● Available records
┌──

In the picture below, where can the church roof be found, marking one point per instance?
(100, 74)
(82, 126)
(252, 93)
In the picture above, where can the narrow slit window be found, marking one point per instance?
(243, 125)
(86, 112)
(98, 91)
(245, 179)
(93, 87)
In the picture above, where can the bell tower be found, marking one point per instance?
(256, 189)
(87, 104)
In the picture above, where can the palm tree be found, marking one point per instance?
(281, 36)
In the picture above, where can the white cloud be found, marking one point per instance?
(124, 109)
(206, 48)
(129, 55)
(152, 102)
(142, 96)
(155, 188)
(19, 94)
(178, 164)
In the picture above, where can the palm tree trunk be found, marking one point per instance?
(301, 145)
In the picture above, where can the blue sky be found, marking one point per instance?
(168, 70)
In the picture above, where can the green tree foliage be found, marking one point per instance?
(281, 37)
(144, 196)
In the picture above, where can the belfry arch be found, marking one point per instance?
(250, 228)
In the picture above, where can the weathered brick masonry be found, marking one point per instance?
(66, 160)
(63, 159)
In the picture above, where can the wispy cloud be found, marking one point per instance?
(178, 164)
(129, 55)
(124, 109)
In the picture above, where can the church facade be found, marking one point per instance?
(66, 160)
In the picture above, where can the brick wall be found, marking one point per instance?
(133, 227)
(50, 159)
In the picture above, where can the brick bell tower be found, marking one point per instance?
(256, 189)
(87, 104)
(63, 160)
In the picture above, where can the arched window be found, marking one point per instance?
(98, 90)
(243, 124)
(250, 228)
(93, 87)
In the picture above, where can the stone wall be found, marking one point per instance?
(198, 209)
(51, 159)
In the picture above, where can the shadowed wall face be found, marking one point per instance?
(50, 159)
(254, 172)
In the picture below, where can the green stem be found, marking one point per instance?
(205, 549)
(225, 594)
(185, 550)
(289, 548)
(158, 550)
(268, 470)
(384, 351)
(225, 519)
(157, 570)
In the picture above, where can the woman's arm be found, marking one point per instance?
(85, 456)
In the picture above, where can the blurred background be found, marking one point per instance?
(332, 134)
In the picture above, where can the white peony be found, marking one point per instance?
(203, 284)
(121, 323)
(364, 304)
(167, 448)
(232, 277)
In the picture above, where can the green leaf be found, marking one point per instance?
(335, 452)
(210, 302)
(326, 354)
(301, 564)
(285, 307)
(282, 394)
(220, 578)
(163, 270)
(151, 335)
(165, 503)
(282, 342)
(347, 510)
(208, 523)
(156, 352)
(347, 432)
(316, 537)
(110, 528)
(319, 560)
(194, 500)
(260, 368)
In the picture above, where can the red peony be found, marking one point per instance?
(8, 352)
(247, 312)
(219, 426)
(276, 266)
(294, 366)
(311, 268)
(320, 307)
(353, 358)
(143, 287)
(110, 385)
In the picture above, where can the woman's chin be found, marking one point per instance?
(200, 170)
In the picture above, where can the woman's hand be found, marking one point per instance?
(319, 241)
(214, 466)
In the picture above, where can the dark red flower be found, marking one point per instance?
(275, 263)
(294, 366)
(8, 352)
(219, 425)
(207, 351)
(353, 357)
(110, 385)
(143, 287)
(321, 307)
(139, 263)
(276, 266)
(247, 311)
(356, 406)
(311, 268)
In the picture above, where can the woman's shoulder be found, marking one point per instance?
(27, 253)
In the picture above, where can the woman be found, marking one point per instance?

└──

Output an exact copy of the lines beginning at the one that holds "In the picture above, where can the green leaf" and running through the final line of the records.

In the picture above, where can the green leaf be found, marking one point per instance?
(335, 452)
(210, 302)
(326, 354)
(301, 564)
(285, 307)
(282, 394)
(220, 578)
(163, 270)
(151, 335)
(165, 503)
(282, 342)
(347, 510)
(208, 523)
(156, 352)
(347, 432)
(316, 537)
(110, 528)
(319, 560)
(194, 500)
(260, 368)
In the picture above, where can the red peony be found, marking one point per instance?
(8, 352)
(247, 312)
(219, 426)
(276, 266)
(294, 366)
(311, 268)
(320, 307)
(353, 358)
(143, 287)
(110, 385)
In the picture above, where can the woman's chin be found, marking one point per instance?
(200, 170)
In the picture above, where can the woman's hand be found, marking one point per instance?
(319, 241)
(214, 466)
In the picture above, where can the dark red flower be found, marking one point per instance?
(275, 263)
(294, 366)
(8, 352)
(219, 425)
(207, 351)
(353, 357)
(110, 385)
(143, 287)
(321, 307)
(139, 263)
(276, 266)
(247, 311)
(356, 406)
(311, 268)
In the picture above, where can the woman's shoulder be found, marking one point per instance?
(27, 253)
In the picture above, where can the woman be found, marking one point per instance?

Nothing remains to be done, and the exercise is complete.